:: WHAT YOU WILL DO ::
When you reply, transcribe every line of the data below exactly.

:: DATA UNDER STUDY ::

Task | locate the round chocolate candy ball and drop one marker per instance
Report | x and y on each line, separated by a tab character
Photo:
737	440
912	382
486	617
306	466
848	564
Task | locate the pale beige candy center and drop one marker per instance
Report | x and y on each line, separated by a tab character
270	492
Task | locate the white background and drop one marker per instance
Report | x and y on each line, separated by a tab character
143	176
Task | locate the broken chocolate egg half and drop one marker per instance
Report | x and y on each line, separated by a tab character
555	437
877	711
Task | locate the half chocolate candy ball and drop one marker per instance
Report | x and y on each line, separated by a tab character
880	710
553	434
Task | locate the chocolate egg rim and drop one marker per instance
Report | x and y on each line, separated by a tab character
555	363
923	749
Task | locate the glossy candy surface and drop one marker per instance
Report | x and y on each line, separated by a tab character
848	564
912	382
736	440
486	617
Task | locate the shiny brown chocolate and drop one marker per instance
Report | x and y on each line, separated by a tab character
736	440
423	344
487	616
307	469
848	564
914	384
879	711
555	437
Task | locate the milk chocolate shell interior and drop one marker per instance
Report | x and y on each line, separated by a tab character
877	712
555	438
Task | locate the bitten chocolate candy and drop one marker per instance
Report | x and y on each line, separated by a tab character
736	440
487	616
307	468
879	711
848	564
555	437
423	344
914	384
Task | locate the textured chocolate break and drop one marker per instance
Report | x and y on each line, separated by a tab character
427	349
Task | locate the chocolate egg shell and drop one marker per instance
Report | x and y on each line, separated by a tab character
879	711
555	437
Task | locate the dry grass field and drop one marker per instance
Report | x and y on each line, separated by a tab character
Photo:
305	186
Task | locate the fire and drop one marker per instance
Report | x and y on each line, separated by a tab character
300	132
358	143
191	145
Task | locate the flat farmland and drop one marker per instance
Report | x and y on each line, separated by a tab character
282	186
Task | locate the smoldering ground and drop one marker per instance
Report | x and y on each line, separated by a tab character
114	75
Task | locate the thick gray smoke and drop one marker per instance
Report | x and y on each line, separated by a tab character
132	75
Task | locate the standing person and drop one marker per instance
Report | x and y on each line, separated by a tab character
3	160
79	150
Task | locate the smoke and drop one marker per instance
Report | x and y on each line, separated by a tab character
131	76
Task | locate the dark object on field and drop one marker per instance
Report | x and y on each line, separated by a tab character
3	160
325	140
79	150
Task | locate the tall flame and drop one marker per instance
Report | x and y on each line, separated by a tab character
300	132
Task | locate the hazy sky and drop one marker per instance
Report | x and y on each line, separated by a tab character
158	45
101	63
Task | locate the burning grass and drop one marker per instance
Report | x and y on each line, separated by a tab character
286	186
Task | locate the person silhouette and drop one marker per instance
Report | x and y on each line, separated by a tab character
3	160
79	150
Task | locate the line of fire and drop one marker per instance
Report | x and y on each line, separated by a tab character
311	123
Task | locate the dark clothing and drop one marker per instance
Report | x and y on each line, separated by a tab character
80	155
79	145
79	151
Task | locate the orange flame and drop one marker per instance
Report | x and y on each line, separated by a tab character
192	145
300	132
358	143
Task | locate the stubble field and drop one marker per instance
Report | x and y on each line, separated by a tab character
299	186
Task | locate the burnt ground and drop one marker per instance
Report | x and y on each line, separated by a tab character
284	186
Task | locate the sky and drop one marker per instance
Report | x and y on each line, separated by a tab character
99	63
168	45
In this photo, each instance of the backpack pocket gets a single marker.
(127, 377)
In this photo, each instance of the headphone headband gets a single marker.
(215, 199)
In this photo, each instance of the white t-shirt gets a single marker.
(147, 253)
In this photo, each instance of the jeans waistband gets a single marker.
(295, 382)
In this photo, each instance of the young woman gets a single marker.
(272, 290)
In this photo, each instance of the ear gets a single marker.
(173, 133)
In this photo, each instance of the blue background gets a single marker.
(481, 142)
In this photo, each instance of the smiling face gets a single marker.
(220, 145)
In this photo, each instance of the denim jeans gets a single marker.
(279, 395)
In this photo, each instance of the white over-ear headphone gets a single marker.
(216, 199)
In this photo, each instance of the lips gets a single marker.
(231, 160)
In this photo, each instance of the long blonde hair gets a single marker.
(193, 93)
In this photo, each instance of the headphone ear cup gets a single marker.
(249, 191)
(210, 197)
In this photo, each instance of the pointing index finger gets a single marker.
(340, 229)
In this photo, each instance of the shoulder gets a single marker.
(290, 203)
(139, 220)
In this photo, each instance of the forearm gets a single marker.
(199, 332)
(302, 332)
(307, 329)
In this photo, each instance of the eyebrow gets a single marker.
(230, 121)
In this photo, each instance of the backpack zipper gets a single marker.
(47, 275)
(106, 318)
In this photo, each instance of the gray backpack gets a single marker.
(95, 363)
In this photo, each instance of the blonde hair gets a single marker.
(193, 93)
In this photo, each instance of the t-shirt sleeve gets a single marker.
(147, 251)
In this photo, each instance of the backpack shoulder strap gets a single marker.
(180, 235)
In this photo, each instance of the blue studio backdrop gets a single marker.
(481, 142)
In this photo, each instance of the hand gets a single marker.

:: ANSWER TO THIS TASK ::
Task | locate the round chocolate candy ball and drop one marker per instance
Report | x and y on each line, separated by a tab character
Photo:
737	440
912	382
486	617
306	466
848	564
Task | locate the pale beige candy center and drop one marker per instance
Report | x and y on each line, separated by a tab character
270	492
Task | locate the white background and drop one marker per instance
Report | x and y on each line, separated by a tab character
143	176
Task | locate the broken chocolate egg half and drop one marker per instance
Report | x and y on each line, separated by a tab character
555	437
877	711
Task | locate the half chocolate candy ball and drop one marker per instance
Report | x and y on each line, separated by a tab character
880	710
553	434
Task | locate the chocolate egg rim and drop one marker per instance
Report | x and y on each line, separated by a tab character
555	363
923	749
Task | locate the glossy candy surface and drop one marker per instance
Report | x and y on each line, separated by a tab character
848	564
912	382
736	440
486	617
Task | locate the shiny brown chocolate and drop one marker per instance
Report | x and y on each line, separated by a tab character
736	440
423	344
487	616
307	469
848	564
914	384
879	711
555	437
Task | locate the milk chocolate shell interior and drop one marker per instance
Report | x and y on each line, separated by a tab character
877	712
555	438
Task | locate the bitten chocolate candy and drop one marker per instance
Report | x and y on each line, separated by a tab character
736	440
487	616
307	468
879	711
848	564
555	437
423	344
914	384
Task | locate the textured chocolate break and drop one marker per instance
Report | x and y on each line, separated by a tab character
427	349
Task | locate the chocolate egg shell and drop one marker per instance
Report | x and y on each line, separated by a tab character
879	711
555	437
Task | locate the dry grass field and drop one marker per instance
Report | x and y on each line, separated by a tab character
Photo:
305	186
Task | locate the fire and drop one marker per instance
Report | x and y on each line, separated by a tab character
300	132
358	143
191	145
Task | locate the flat farmland and drop one marker per instance
Report | x and y on each line, separated by a tab character
282	186
Task | locate the smoldering ground and drop one marker per instance
Report | x and y on each line, separated by a tab character
114	75
Task | locate the thick gray smoke and drop one marker per instance
Report | x and y on each line, separated by a tab character
132	75
Task | locate the standing person and drop one marker per instance
Report | x and y on each line, separated by a tab character
3	160
79	150
Task | locate the smoke and drop one marker per instance
Report | x and y on each line, separated by a tab character
131	76
Task | locate the dark object on field and drop one marker per instance
Report | x and y on each line, separated by a tab character
3	160
325	140
79	150
Task | locate the tall flame and drop one marker per instance
Report | x and y on each line, separated by a tab character
300	132
Task | locate the hazy sky and drop one marker per instance
Report | x and y on each line, separated by a tab character
158	45
101	63
Task | locate the burning grass and drop one marker per instance
Report | x and y on each line, separated by a tab character
286	186
Task | locate the person silhouette and drop one marker per instance
Report | x and y on each line, separated by a tab character
3	160
79	150
Task | locate the line of fire and drop one marker per instance
Report | x and y on each line, separated by a tab character
311	123
Task | locate the dark clothing and drop one marker per instance
Report | x and y on each line, separated by a tab character
80	155
79	145
79	151
Task | locate the orange flame and drop one marker per instance
Report | x and y on each line, separated by a tab character
192	145
300	132
358	143
Task | locate the stubble field and drop one marker per instance
Report | x and y on each line, separated by a tab character
299	186
Task | locate the burnt ground and drop one marker per instance
Report | x and y on each line, separated by a tab character
284	186
Task | locate the sky and drop one marker per instance
Report | x and y on each line, separated by a tab character
99	63
168	45
In this photo, each instance of the backpack pocket gets a single marker.
(127, 377)
In this photo, each instance of the headphone headband gets a single marker.
(215, 199)
In this photo, each instance of the white t-shirt gets a single marker.
(147, 253)
In this photo, each instance of the jeans waistband gets a single marker.
(295, 382)
In this photo, each instance of the young woman gets a single marker.
(272, 290)
In this photo, each instance of the ear gets a single marker.
(173, 133)
In this photo, each instance of the blue background gets a single marker.
(481, 142)
In this photo, each instance of the smiling face gets a single marker.
(220, 145)
In this photo, each instance of the denim jeans gets a single marker.
(279, 395)
In this photo, each instance of the white over-ear headphone gets a single marker.
(216, 199)
In this photo, each instance of the lips gets a single marker.
(231, 160)
In this photo, each instance of the long blonde hair gets a single marker.
(193, 93)
In this photo, each instance of the headphone ear cup gets a single marker.
(249, 191)
(210, 197)
In this photo, each instance of the pointing index finger gets a single marker.
(340, 229)
In this photo, each instance of the shoulder gets a single marker.
(290, 203)
(139, 220)
In this photo, each instance of the forearm gets a single marker.
(199, 332)
(302, 332)
(307, 329)
In this photo, each instance of the eyebrow gets a single marker.
(230, 121)
In this photo, each instance of the backpack zipper gets a single marker.
(47, 275)
(106, 318)
In this photo, each instance of the gray backpack gets a single marker.
(95, 363)
In this photo, each instance of the blonde hair gets a single marker.
(193, 93)
In this photo, each instance of the t-shirt sleeve gets a single marker.
(147, 251)
In this photo, each instance of the backpack shoulder strap gets a single marker.
(180, 235)
In this photo, each instance of the blue studio backdrop gets a single marker.
(481, 142)
In this photo, each instance of the hand gets a single marker.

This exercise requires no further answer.